EXERCISE INSTRUCTIONS: Output every record exactly, and nothing more.

*** Opening of RECORDS TO USE ***

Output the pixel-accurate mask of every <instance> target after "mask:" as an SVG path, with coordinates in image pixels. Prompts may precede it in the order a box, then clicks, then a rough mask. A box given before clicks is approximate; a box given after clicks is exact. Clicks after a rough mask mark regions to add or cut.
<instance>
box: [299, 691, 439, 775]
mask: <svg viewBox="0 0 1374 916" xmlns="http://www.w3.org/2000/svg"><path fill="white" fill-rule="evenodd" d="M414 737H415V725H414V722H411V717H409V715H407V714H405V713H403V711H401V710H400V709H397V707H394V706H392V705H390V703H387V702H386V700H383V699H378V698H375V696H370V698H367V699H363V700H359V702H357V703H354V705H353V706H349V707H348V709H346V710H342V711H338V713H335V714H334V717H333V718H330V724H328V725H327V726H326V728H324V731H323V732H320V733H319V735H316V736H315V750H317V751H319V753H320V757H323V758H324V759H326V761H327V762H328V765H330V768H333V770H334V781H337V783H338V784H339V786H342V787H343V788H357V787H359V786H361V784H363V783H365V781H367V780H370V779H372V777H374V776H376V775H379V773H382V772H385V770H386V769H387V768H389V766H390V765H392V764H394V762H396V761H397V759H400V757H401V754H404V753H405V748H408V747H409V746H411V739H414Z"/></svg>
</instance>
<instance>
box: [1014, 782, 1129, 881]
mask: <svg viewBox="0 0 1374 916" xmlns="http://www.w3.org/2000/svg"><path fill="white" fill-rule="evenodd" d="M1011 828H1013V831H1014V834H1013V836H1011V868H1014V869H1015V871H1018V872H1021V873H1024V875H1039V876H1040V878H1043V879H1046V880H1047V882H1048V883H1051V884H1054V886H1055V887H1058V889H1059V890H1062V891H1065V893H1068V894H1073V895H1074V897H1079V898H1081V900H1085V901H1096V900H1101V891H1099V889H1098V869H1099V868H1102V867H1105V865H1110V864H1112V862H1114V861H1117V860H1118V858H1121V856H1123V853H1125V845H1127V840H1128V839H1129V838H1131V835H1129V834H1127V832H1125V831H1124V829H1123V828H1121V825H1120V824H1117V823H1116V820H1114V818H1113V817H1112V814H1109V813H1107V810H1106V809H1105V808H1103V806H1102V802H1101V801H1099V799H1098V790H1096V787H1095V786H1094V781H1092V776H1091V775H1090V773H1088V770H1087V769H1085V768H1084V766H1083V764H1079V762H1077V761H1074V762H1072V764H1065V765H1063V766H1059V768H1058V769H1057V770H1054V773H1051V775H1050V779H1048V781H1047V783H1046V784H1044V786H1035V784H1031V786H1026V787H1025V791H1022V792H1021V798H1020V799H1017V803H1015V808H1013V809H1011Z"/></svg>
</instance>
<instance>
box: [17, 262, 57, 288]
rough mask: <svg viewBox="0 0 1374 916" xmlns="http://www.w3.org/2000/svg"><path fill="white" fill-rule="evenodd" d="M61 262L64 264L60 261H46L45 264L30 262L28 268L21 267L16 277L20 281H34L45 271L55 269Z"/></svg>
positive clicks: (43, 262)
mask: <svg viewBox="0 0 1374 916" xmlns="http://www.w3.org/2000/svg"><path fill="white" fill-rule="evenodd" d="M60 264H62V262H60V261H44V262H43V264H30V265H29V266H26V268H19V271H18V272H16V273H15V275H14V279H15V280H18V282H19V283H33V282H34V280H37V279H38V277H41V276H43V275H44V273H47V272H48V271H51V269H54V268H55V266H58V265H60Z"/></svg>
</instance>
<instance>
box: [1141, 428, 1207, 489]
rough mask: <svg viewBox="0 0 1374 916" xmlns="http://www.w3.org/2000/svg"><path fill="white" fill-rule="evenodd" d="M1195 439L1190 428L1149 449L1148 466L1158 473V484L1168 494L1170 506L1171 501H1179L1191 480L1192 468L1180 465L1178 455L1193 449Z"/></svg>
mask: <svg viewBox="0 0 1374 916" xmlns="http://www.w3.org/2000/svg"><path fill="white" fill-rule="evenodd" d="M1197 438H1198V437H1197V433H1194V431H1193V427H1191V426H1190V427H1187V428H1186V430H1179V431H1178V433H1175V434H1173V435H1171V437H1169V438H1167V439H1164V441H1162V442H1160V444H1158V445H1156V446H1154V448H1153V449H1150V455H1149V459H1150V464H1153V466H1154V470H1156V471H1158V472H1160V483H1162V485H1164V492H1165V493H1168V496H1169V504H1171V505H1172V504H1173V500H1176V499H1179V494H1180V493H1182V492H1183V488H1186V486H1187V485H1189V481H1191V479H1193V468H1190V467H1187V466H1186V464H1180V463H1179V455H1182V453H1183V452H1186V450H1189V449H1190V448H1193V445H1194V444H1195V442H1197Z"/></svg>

*** Close of RECORDS TO USE ***

SOLUTION TO THIS TASK:
Output the pixel-accurate mask of every <instance> target after "mask:" as an SVG path, with coordinates in image pixels. Prompts may precede it in the order a box, then clicks, then a rough mask. A box given before clicks is approximate; a box given after clicks is exact. Clicks after a rough mask mark regions to add or cut.
<instance>
box: [299, 691, 439, 775]
mask: <svg viewBox="0 0 1374 916" xmlns="http://www.w3.org/2000/svg"><path fill="white" fill-rule="evenodd" d="M414 737H415V725H414V722H411V717H409V715H407V714H405V713H403V711H401V710H400V709H397V707H394V706H392V705H390V703H387V702H386V700H383V699H378V698H375V696H370V698H367V699H363V700H359V702H357V703H354V705H353V706H349V707H348V709H346V710H342V711H338V713H335V714H334V717H333V718H330V724H328V725H327V726H326V728H324V731H323V732H320V733H319V735H316V736H315V750H317V751H319V753H320V757H323V758H324V759H326V761H327V762H328V765H330V768H333V770H334V781H337V783H338V784H339V786H342V787H343V788H357V787H359V786H361V784H363V783H365V781H367V780H370V779H372V777H374V776H376V775H379V773H382V772H385V770H386V769H387V768H389V766H390V765H392V764H394V762H396V761H397V759H400V757H401V754H404V753H405V748H408V747H409V746H411V739H414Z"/></svg>
</instance>
<instance>
box: [1014, 782, 1129, 881]
mask: <svg viewBox="0 0 1374 916" xmlns="http://www.w3.org/2000/svg"><path fill="white" fill-rule="evenodd" d="M1011 828H1013V831H1014V834H1013V836H1011V868H1014V869H1015V871H1018V872H1021V873H1024V875H1039V876H1040V878H1043V879H1046V880H1047V882H1048V883H1051V884H1054V886H1055V887H1058V889H1059V890H1062V891H1065V893H1068V894H1073V895H1074V897H1079V898H1081V900H1085V901H1096V900H1101V891H1099V889H1098V869H1099V868H1102V867H1105V865H1110V864H1112V862H1114V861H1117V860H1118V858H1121V856H1123V853H1125V845H1127V840H1128V839H1129V838H1131V835H1129V834H1127V832H1125V831H1124V829H1123V828H1121V825H1120V824H1117V823H1116V820H1114V818H1113V817H1112V814H1109V813H1107V810H1106V809H1105V808H1103V806H1102V802H1101V801H1099V799H1098V790H1096V787H1095V786H1094V781H1092V776H1091V775H1090V773H1088V770H1087V769H1085V768H1084V766H1083V764H1079V762H1077V761H1074V762H1072V764H1065V765H1063V766H1059V768H1058V769H1057V770H1054V773H1051V775H1050V779H1048V781H1047V783H1046V784H1044V786H1035V784H1031V786H1026V787H1025V791H1022V792H1021V798H1020V799H1017V803H1015V808H1013V809H1011Z"/></svg>
</instance>
<instance>
box: [17, 262, 57, 288]
rough mask: <svg viewBox="0 0 1374 916" xmlns="http://www.w3.org/2000/svg"><path fill="white" fill-rule="evenodd" d="M61 262L64 264L60 261H46L45 264L30 262L28 268L21 267L16 277L20 281H34L45 271L55 269Z"/></svg>
positive clicks: (43, 262)
mask: <svg viewBox="0 0 1374 916" xmlns="http://www.w3.org/2000/svg"><path fill="white" fill-rule="evenodd" d="M60 264H62V262H60V261H44V262H43V264H30V265H29V266H26V268H19V271H18V272H16V273H15V275H14V279H15V280H18V282H19V283H33V282H34V280H37V279H38V277H41V276H43V275H44V273H47V272H48V271H51V269H54V268H55V266H58V265H60Z"/></svg>
</instance>
<instance>
box: [1141, 428, 1207, 489]
rough mask: <svg viewBox="0 0 1374 916" xmlns="http://www.w3.org/2000/svg"><path fill="white" fill-rule="evenodd" d="M1195 439L1190 428L1149 449L1148 466L1158 473V484L1168 494L1170 506L1171 501H1179L1191 480L1192 468L1180 465L1178 455L1193 449Z"/></svg>
mask: <svg viewBox="0 0 1374 916" xmlns="http://www.w3.org/2000/svg"><path fill="white" fill-rule="evenodd" d="M1197 438H1198V437H1197V433H1194V431H1193V427H1191V426H1190V427H1187V428H1186V430H1179V431H1178V433H1175V434H1173V435H1171V437H1169V438H1167V439H1164V441H1162V442H1160V444H1158V445H1156V446H1154V448H1153V449H1150V455H1149V459H1150V464H1153V466H1154V470H1156V471H1158V472H1160V483H1162V485H1164V492H1165V493H1168V496H1169V504H1171V505H1172V504H1173V500H1176V499H1179V494H1180V493H1182V492H1183V488H1186V486H1187V485H1189V481H1191V479H1193V468H1190V467H1187V466H1186V464H1180V463H1179V455H1182V453H1183V452H1186V450H1189V449H1190V448H1193V445H1194V444H1195V442H1197Z"/></svg>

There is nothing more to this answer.